- **Point-per-instance localization data**:
····················

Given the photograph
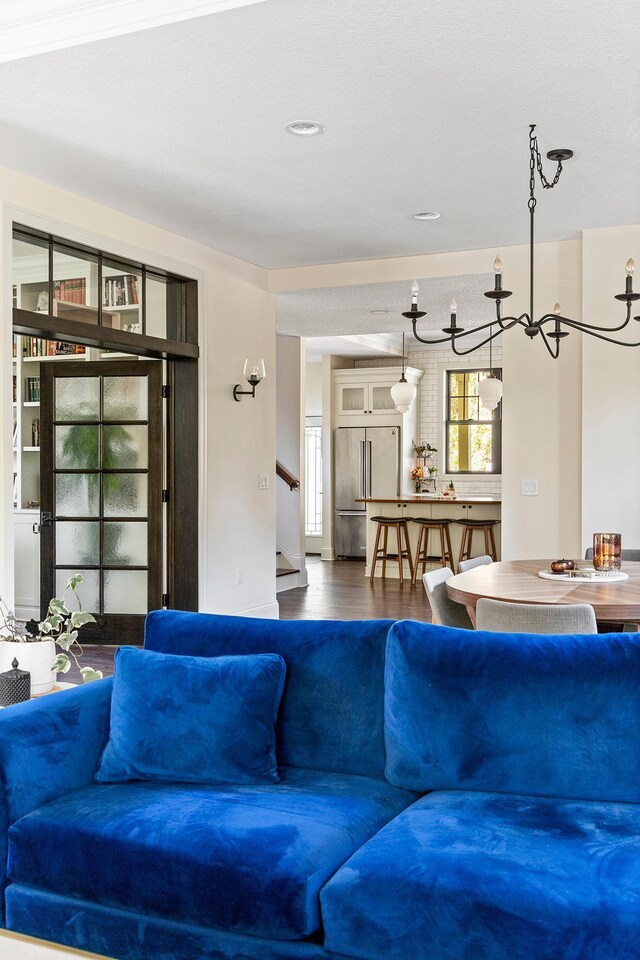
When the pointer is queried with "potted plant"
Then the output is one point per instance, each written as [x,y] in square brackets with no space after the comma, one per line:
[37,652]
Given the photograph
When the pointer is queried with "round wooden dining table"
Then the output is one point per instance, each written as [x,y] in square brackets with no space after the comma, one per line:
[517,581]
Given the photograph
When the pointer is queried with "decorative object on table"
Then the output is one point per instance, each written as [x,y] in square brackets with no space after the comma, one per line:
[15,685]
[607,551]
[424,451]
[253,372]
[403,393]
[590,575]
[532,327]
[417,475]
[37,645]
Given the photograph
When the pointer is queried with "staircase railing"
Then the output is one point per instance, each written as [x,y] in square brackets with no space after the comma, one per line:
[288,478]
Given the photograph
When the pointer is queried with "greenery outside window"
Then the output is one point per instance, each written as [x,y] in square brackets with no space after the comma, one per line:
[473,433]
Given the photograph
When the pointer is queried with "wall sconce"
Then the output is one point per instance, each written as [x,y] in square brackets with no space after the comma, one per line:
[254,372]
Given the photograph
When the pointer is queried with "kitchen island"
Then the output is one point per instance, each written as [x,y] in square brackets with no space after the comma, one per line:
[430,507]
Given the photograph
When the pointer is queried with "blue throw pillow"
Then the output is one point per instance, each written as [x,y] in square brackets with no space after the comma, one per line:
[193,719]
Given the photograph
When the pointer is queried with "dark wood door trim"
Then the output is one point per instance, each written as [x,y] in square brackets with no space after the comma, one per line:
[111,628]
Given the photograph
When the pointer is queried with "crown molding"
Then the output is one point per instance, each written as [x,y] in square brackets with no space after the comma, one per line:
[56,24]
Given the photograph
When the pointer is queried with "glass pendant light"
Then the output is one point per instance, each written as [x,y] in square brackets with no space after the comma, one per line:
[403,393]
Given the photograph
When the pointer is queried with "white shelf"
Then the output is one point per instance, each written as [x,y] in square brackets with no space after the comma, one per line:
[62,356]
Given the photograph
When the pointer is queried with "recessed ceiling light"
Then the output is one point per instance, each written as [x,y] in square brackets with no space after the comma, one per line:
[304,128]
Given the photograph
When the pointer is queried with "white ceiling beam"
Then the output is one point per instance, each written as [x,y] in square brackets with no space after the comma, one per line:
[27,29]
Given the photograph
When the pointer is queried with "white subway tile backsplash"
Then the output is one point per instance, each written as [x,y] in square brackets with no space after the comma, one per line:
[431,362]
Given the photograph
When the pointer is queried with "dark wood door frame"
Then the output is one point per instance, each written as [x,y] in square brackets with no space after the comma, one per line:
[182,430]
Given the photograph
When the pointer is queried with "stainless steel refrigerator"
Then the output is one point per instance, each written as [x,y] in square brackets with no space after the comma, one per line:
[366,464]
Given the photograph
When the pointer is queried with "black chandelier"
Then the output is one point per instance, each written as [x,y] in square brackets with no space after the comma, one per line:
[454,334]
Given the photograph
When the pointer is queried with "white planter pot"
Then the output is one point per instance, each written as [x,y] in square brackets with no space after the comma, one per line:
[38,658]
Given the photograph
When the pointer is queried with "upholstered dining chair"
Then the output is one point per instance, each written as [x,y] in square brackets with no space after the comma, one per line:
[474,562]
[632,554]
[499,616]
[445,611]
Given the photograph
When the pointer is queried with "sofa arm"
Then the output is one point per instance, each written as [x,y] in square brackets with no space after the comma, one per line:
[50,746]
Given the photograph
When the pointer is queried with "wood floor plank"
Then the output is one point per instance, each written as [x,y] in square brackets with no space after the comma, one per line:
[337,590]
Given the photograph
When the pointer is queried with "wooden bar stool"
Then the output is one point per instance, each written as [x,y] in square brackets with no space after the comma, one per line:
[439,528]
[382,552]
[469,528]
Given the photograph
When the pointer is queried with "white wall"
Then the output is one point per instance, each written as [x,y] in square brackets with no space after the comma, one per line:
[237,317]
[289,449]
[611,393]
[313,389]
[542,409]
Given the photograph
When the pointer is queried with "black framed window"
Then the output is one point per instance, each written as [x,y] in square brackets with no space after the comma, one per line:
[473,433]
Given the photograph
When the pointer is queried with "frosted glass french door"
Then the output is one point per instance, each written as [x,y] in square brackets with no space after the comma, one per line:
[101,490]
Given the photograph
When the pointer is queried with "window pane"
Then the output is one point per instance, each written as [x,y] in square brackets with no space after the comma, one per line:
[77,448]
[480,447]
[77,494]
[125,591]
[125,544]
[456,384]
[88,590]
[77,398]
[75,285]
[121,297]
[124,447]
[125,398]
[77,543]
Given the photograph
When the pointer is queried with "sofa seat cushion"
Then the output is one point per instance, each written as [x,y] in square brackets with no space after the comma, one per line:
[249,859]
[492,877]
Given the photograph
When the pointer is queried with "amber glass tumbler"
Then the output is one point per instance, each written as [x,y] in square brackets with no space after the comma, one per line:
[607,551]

····················

- **EXERCISE BRIEF**:
Omitting the images, output each record precisely as written.

- **RESPONSE AREA**:
Given the photograph
When the pointer is queried with "potted plant"
Then the output is one point per instance, each written as [x,y] in square brackets with no space after the comma, one per line:
[37,652]
Given the photograph
When the pointer is queried with "round wooden dining table"
Then the output is one point per instance, each written as [x,y] in square brackets with no space after the comma, one per line:
[517,581]
Given the photograph
When the pointer is queried with "decorative object on table"
Then the output is one point per instance, each written as [x,y] in square brackets with no space after the comma, one per line:
[15,685]
[607,551]
[424,451]
[253,372]
[403,393]
[590,575]
[532,327]
[417,475]
[37,645]
Given the photograph
When the pointer is queried with "staircase railing"
Then the output is one point per instance, each written as [x,y] in square brackets with no space after the comma, one per line:
[288,478]
Given the photograph
When the pointer is queried with "greenery outside window"
Then the output is one point per instance, each written as [x,y] in square brackets with no space after the comma, one per line:
[473,433]
Given the photograph
When the pointer is queried with "wall sconce"
Then the output is one point per instance, each written as [x,y] in square brackets with no space after the comma, one per line:
[254,372]
Given the photograph
When the pointer is queried with "kitchen island"
Then the output is one point per instance, each written as [x,y] in square brackets with no space after the comma, one per line:
[430,507]
Given the photograph
When the pointer is queried with "blue throw pillow"
Then the output is one point per instance, each written as [x,y] in square brackets with no space after the comma, one per line:
[193,719]
Given the photograph
When the pointer is queried with "dark wood door trim"
Then the output is one point per instance, each written as [x,y] in square brackets with no space after the comma, one per line:
[111,628]
Given the photograph
When the pointer is queried with "crown molding"
Then the output is one point per instance, each written as [x,y] in square brackets with no space after the comma, one per line:
[56,24]
Given the photograph
When the pointer is queried with "glass pendant light"
Then the output is one point per instance, each written as [x,y] in square brackets with no space after the comma, one per line:
[403,393]
Given the photograph
When the pointer is queried with "white shelf"
Then the output is one point per instance, each written as [x,y] in square brackets with no space after the comma, one per line:
[62,356]
Given the photograph
When the pointer is queried with "recessed ceiling light"
Then the output is one point per instance, each written as [x,y] in square brackets with no space after the comma, one per line:
[304,128]
Given the photograph
When the pointer is queried with "white ceiling beam"
Then the output is one point per instance, each written as [x,y] in square brackets with no space after the comma, one per line:
[27,29]
Given the photograph
When the pointer is queried with "white subway tile backsplash"
Then the output is one point per instance, each written as [x,y] in square brackets with no space after the comma, one per line:
[431,362]
Given the photograph
When the pointer is queried with "dark wood door frame"
Then the output is one point per instance, each written as [x,y] in square brackets with no space after the comma, one per line:
[182,430]
Given the photograph
When the pointer is queried with "stainless steel refrigerator"
Then the output is one point per instance, each written as [x,y] in square brackets with no space after the comma, one per line:
[366,464]
Given the photograph
When the pointer is queried with "black chandelier"
Then the output is one point per instance, each written as [x,y] in square brackets with no space after the comma, one per line:
[454,334]
Given the photograph
When the pointer is queried with "white planter pot"
Then the output is one point per instance, each written as [x,y] in square brackets with no space after the comma, one per line:
[38,658]
Given the photograph
When the pointer is queried with "upholstered dining chair"
Then the output is one point per instance, each written as [x,y] in square brackets with no space after the comma, one per line:
[474,562]
[632,554]
[499,616]
[445,611]
Given the photograph
When the pointer is queried with "sofa arm"
Then the output is one point per instance, each written as [x,y] in square brackets with no space after the comma, one per line:
[50,746]
Given the photograph
When the pointer is queried with "wood floor plank"
Then the output is one point per instance, each written as [x,y] in square brackets with no space after the comma, one per line:
[337,590]
Given the photograph
When the pointer is queried with "wooden bar stool"
Then the output is one point per instance, each written as [x,y] in square brackets with no space after the comma, one per line:
[439,528]
[382,552]
[469,528]
Given the photograph
When the pointer is queried with "white wall"
Then the output is one point per instance, each written as [x,y] in square brackets with no space after the comma, one per line:
[237,317]
[289,449]
[611,393]
[313,389]
[542,409]
Given the photograph
When the pointer is queried with "black framed window"
Then the output is one point per instance, each written as [x,y] in square brackets with no space after the comma, one per line:
[473,433]
Given the photograph
When the pointer is queried with "frosted glass french door"
Then the output is one point per instance, each written as [x,y] in square brackets with no space after the comma, one per line:
[101,490]
Given the photograph
When the pointer is queried with "window pane"
Then the output is one point per instance, each written as [x,y] in square brackets with no space after the comma, one per line:
[77,448]
[480,447]
[77,494]
[125,591]
[125,544]
[456,384]
[88,590]
[77,398]
[75,285]
[121,297]
[124,447]
[125,398]
[77,543]
Given the photograph
When the pointer is queried with "sofa seat cushion"
Then the output is one point per instance, each written as [x,y] in square brackets with no space after the comma, one per line:
[249,859]
[492,877]
Given the photograph
When the pointer is queried with "amber glass tumbler"
Then the output is one point per instance, each written as [x,y] in square brackets with no space after the comma, one per line:
[607,551]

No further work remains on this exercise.